▶ _Document extract_:
··········
In the case of Macedonia (MK), it seems that the preferred usage is
'Macedonia' first, with the 'former Yugoslav Republic' abbreviated
after. Is that correct? (Wikipedia seems to suggest that this issue will
soon be resolved altogether, which would be nice.)

In the case of Taiwan (TW), I take it that the region objects to the
mention of 'Province of China' following 'Taiwan'?

So, those are the cases that I know something about. There are also a
few cases that I would like more information on:

Previously, there was a subtag 'MF', which indicated the region of
"Saint Martin". Now, it appears, there is a new subtag 'SX' for "Sint
Maarten (Dutch part)", which renamed 'MF' to "Saint Martin (French
part)". Now, my question is, essentially: Do we want to keep the
parentheticals or remove them?
··········
▶ _Provided data_:
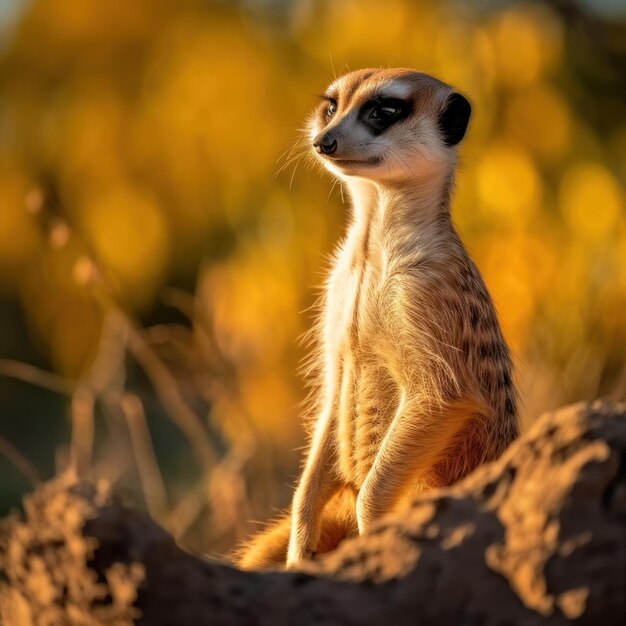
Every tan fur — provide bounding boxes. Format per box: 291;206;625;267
234;69;518;568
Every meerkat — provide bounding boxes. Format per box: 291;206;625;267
238;69;519;569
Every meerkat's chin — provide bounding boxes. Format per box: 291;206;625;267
322;156;383;174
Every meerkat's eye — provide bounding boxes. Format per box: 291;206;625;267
360;97;411;135
369;104;400;120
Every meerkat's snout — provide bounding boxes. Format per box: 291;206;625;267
313;135;337;154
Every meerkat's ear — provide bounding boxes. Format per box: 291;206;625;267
438;92;472;146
··········
▶ _Exercise requirements_:
[a] Decide whether each statement agrees with the region subtag discussion, answering yes or no and quoting the words that decide it: (i) The new subtag 'SX' stands for "Sint Maarten (Dutch part)". (ii) For Taiwan, the writer assumes the region objects to the mention of 'Republic of China'. (iii) The writer asks whether the parentheticals should be kept or removed.
[b] Write out all the records again, substituting "mark bounding boxes" for "provide bounding boxes" and changing nothing else. Leave the pictures out of your answer.
The text and the records are unrelated material.

▶ _Answers for the tasks_:
[a]
(i) Yes: "there is a new subtag 'SX' for "Sint Maarten (Dutch part)""
(ii) No: "the region objects to the mention of 'Province of China' following 'Taiwan'"
(iii) Yes: "Do we want to keep the parentheticals or remove them?"

[b]
Every tan fur — mark bounding boxes. Format per box: 291;206;625;267
234;69;518;568
Every meerkat — mark bounding boxes. Format per box: 291;206;625;267
238;69;519;569
Every meerkat's chin — mark bounding boxes. Format per box: 291;206;625;267
322;156;383;174
Every meerkat's eye — mark bounding boxes. Format per box: 291;206;625;267
360;97;411;135
369;104;400;120
Every meerkat's snout — mark bounding boxes. Format per box: 291;206;625;267
313;135;337;154
Every meerkat's ear — mark bounding boxes. Format per box: 291;206;625;267
438;92;472;146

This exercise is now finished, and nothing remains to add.